[Start Available data]

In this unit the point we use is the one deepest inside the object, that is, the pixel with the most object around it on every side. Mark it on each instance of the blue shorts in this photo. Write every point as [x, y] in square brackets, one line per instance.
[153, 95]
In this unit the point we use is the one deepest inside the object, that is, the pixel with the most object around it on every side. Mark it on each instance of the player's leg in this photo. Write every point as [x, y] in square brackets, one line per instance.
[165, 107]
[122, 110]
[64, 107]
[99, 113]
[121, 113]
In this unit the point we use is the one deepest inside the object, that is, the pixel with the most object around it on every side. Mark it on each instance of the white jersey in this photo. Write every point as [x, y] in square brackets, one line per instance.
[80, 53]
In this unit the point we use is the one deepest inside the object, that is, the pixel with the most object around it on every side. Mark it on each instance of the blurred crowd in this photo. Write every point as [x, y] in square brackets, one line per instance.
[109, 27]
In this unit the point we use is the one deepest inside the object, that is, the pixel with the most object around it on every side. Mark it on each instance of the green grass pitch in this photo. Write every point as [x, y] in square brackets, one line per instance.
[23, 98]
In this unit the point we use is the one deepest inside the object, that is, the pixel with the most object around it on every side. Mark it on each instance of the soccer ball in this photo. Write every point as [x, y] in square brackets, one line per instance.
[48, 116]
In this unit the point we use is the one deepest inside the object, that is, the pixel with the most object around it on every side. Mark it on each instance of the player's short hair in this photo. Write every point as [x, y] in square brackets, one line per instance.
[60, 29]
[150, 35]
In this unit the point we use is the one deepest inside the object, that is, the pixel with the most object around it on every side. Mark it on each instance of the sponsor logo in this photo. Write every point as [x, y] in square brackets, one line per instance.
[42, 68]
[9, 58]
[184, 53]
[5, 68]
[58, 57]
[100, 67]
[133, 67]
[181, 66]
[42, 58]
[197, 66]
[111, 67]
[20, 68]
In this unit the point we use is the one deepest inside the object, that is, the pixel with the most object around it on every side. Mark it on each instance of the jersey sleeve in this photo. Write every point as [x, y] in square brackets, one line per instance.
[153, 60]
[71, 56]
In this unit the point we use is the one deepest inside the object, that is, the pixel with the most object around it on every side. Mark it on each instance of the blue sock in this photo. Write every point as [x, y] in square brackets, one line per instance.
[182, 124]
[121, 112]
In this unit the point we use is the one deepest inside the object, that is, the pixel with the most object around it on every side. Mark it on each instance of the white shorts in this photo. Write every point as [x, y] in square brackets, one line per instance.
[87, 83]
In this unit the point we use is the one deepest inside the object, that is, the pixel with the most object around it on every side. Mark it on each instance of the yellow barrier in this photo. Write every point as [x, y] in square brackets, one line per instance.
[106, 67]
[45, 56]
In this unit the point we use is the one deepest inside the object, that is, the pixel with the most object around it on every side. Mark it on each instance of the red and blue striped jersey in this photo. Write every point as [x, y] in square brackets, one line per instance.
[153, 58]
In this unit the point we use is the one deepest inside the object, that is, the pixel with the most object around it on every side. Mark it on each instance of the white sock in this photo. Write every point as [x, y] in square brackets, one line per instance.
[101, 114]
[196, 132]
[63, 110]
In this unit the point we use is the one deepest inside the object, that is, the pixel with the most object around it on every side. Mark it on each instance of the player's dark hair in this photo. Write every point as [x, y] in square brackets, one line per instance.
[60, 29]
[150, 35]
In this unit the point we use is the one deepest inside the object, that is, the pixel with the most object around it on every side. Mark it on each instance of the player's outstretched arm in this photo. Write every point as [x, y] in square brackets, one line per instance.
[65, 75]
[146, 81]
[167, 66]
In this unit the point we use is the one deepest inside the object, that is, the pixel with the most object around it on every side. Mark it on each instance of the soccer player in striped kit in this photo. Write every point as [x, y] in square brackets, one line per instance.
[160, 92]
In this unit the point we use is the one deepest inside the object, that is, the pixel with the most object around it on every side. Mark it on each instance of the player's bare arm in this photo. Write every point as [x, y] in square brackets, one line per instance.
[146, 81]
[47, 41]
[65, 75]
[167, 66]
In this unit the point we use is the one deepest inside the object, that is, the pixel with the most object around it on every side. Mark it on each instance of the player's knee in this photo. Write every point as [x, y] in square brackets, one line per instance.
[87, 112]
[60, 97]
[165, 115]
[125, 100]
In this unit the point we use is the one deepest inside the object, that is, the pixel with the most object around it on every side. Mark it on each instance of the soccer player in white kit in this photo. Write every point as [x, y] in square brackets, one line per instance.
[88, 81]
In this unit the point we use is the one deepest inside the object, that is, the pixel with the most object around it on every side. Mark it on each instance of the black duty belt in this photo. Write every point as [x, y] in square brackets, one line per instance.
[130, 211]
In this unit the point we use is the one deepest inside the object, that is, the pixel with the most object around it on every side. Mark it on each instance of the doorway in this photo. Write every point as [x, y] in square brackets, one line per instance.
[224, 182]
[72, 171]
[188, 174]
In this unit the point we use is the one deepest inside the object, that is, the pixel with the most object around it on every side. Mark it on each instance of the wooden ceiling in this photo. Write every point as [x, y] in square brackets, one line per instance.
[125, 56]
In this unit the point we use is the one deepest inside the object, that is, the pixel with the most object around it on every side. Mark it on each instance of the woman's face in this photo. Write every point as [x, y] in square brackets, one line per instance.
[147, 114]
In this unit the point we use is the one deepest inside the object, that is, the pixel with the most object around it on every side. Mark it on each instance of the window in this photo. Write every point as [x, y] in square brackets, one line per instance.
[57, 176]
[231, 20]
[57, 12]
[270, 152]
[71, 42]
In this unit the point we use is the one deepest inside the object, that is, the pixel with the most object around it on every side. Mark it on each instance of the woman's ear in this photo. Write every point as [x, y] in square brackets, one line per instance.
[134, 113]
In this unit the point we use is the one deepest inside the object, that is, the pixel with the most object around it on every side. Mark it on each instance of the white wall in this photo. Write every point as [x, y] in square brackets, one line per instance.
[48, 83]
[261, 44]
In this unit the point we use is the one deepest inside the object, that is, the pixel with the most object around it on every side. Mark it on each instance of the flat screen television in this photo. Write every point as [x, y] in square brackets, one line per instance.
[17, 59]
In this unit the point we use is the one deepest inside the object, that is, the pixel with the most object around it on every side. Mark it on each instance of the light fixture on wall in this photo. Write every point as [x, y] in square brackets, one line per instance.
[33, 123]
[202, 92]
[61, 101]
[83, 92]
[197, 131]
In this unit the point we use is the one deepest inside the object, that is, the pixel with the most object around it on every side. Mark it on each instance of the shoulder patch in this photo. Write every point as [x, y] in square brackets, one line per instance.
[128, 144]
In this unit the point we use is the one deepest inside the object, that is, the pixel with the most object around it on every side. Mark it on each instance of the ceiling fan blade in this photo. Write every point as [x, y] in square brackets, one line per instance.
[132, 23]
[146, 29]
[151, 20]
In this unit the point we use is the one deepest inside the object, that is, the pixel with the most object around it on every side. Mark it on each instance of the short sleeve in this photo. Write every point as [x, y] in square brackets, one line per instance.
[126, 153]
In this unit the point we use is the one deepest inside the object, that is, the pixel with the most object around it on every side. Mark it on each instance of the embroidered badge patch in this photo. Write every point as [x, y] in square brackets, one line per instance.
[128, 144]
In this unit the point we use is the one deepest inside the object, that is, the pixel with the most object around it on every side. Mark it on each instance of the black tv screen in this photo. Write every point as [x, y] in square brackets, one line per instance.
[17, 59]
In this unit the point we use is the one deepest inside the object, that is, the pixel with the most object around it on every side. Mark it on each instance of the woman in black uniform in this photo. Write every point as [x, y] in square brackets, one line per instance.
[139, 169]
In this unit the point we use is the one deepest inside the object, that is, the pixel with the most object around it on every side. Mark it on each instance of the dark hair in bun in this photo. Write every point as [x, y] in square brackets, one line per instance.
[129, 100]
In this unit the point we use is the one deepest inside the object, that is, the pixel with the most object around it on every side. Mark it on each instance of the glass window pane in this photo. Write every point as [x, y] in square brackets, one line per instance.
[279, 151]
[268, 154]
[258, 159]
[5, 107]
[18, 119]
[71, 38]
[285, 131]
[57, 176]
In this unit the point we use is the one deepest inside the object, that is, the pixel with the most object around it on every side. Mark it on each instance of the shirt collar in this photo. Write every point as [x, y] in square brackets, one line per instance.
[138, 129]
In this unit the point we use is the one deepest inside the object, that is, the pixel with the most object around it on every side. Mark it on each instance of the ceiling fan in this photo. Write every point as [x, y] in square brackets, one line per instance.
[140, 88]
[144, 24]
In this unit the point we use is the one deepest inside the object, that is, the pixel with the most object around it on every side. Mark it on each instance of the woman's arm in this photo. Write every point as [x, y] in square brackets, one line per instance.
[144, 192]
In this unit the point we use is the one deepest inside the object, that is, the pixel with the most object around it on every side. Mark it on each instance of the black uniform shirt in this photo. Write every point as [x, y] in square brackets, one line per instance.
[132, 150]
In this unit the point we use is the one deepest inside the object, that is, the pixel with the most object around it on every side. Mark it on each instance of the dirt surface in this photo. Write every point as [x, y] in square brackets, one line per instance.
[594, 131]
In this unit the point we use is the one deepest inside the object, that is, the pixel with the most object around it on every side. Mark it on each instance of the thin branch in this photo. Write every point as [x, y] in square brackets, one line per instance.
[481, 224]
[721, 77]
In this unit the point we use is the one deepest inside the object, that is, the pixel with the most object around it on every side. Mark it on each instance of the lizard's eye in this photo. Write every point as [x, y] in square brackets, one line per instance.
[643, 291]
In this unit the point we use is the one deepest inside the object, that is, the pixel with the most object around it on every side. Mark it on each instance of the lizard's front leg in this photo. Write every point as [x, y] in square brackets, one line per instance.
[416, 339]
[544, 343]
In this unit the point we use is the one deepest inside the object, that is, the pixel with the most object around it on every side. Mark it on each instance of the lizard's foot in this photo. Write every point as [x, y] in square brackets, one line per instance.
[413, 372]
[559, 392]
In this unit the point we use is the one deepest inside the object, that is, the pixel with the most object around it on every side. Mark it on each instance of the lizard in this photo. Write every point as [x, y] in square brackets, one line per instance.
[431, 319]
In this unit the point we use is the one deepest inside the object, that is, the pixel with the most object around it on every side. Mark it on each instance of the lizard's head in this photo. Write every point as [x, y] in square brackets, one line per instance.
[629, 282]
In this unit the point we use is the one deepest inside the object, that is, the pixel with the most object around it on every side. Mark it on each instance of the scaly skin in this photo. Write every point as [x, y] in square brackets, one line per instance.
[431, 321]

[End Available data]

**Given exercise**
Reproduce verbatim the rows from the line containing "of the scaly" through the end of the rows.

**Task answer**
In this unit the point we use is the one deepest inside the object, that is, the pixel with the most object around it on every side. Mark it on each instance of the scaly skin in this photo. Write every point as [x, y] in square brackets, one line per instance.
[431, 321]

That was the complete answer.